DATASET RECORDS:
- - - -

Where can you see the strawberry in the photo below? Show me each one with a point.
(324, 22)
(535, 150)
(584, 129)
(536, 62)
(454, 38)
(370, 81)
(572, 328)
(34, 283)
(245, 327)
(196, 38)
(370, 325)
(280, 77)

- - - -

PROBLEM DETAILS:
Reproduce the material above line for line, without changing a single character.

EXPECTED OUTPUT:
Where can you see the strawberry in the photo below? Show me each one with a point.
(324, 22)
(535, 150)
(584, 129)
(536, 62)
(454, 38)
(370, 81)
(572, 328)
(34, 283)
(245, 327)
(196, 38)
(370, 325)
(280, 77)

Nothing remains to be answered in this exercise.